■ Assigned task:
Every record must come back unchanged, apart from the pictures, which are dropped.

Photo-based referring expression data

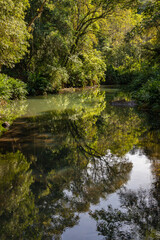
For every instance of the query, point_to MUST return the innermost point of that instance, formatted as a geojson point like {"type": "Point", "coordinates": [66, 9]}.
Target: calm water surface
{"type": "Point", "coordinates": [76, 168]}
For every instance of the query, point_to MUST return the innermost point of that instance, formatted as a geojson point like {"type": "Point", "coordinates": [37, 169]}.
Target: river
{"type": "Point", "coordinates": [73, 167]}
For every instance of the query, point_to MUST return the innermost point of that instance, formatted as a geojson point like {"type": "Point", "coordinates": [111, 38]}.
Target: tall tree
{"type": "Point", "coordinates": [13, 31]}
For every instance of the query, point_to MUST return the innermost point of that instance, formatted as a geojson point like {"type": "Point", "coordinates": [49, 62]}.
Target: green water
{"type": "Point", "coordinates": [75, 167]}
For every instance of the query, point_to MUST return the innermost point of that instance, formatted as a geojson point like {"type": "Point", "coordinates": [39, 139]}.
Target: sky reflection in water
{"type": "Point", "coordinates": [71, 156]}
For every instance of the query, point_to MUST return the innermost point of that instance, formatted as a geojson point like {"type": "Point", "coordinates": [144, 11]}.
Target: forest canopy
{"type": "Point", "coordinates": [52, 44]}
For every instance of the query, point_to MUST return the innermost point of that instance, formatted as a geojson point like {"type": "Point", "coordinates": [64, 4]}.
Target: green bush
{"type": "Point", "coordinates": [11, 88]}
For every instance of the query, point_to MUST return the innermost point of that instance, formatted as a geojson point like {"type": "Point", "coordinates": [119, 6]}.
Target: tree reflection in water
{"type": "Point", "coordinates": [71, 166]}
{"type": "Point", "coordinates": [138, 217]}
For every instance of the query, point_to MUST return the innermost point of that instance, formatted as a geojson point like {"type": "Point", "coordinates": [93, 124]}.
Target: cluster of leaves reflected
{"type": "Point", "coordinates": [72, 167]}
{"type": "Point", "coordinates": [138, 217]}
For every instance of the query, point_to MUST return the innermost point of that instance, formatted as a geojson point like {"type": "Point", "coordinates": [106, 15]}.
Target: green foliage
{"type": "Point", "coordinates": [37, 84]}
{"type": "Point", "coordinates": [11, 88]}
{"type": "Point", "coordinates": [13, 31]}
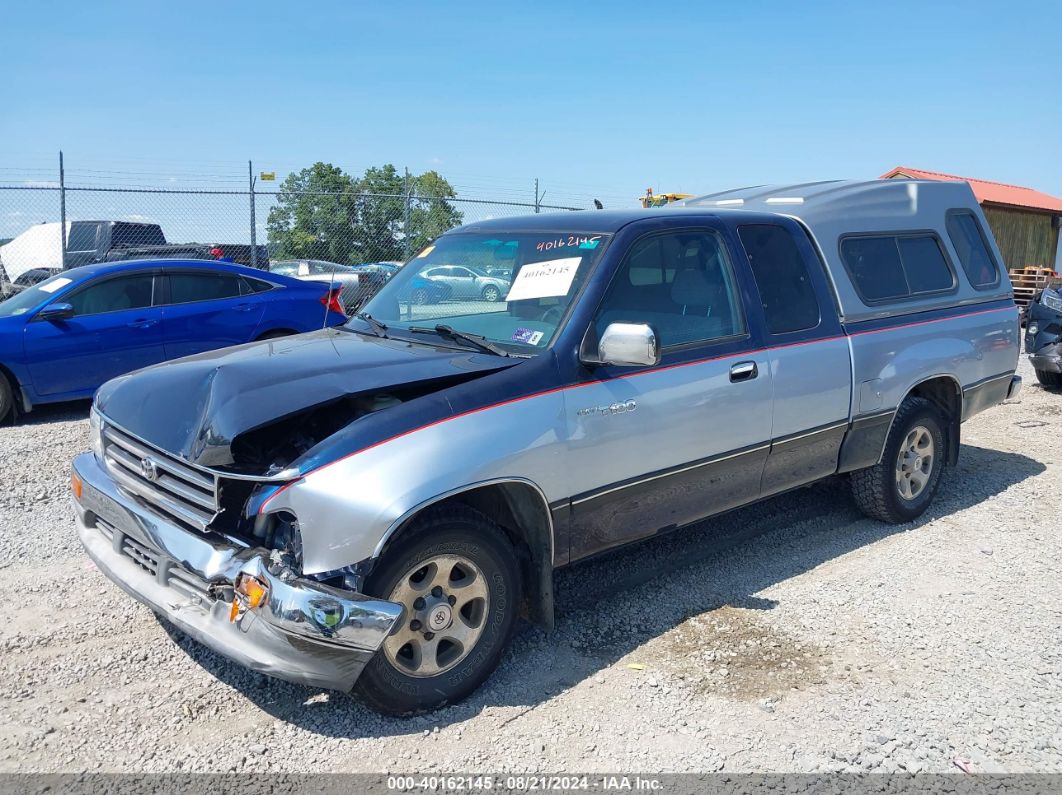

■ Answer for the task:
For every instance of the query, point_to MUST return the innermost point of that instance, formatted as a geojson point like {"type": "Point", "coordinates": [66, 9]}.
Target: calm water surface
{"type": "Point", "coordinates": [76, 168]}
For every instance of the query, point_to MUST return the innermost point of that instance, formatted as a geojson point like {"type": "Point", "coordinates": [37, 169]}.
Target: river
{"type": "Point", "coordinates": [73, 167]}
For every instance of the query, point_to MUST return the innermost point of that instance, formatted as a geojson point like {"type": "Point", "coordinates": [111, 38]}.
Target: tall tree
{"type": "Point", "coordinates": [13, 31]}
For every instance of the query, point_to MUST return the innermost point of that instance, formatted as a geojson point like {"type": "Point", "coordinates": [49, 62]}.
Target: green water
{"type": "Point", "coordinates": [75, 167]}
For every instance of the query, point_to MUST return the innermost point of that instance, formatted as a geojson point like {"type": "Point", "coordinates": [39, 139]}.
Target: sky reflection in water
{"type": "Point", "coordinates": [71, 156]}
For every instance of the query, point_to MUST return the innermost point of that instance, formatted as a geojson point like {"type": "Point", "coordinates": [144, 11]}.
Target: forest canopy
{"type": "Point", "coordinates": [52, 44]}
For every instance of the query, point_to MUST return the innermost point of that instance, formatted as a geojson point like {"type": "Point", "coordinates": [64, 4]}.
Target: green bush
{"type": "Point", "coordinates": [11, 88]}
For every instance of the query, point_to MUST return the innermost point of that instance, formatted as a geojson point like {"type": "Point", "coordinates": [119, 6]}.
Target: tree reflection in water
{"type": "Point", "coordinates": [71, 166]}
{"type": "Point", "coordinates": [138, 217]}
For every instance of the query, point_to MUST return the innermost point of that instance, formatted as a geojson point like {"type": "Point", "coordinates": [93, 124]}.
Target: cluster of leaves reflected
{"type": "Point", "coordinates": [72, 167]}
{"type": "Point", "coordinates": [138, 217]}
For every instance of the query, point_to MUST return the innermost point of that instance, formatted as a geojson point like {"type": "Point", "coordinates": [106, 15]}.
Target: green foliage
{"type": "Point", "coordinates": [37, 84]}
{"type": "Point", "coordinates": [11, 88]}
{"type": "Point", "coordinates": [13, 31]}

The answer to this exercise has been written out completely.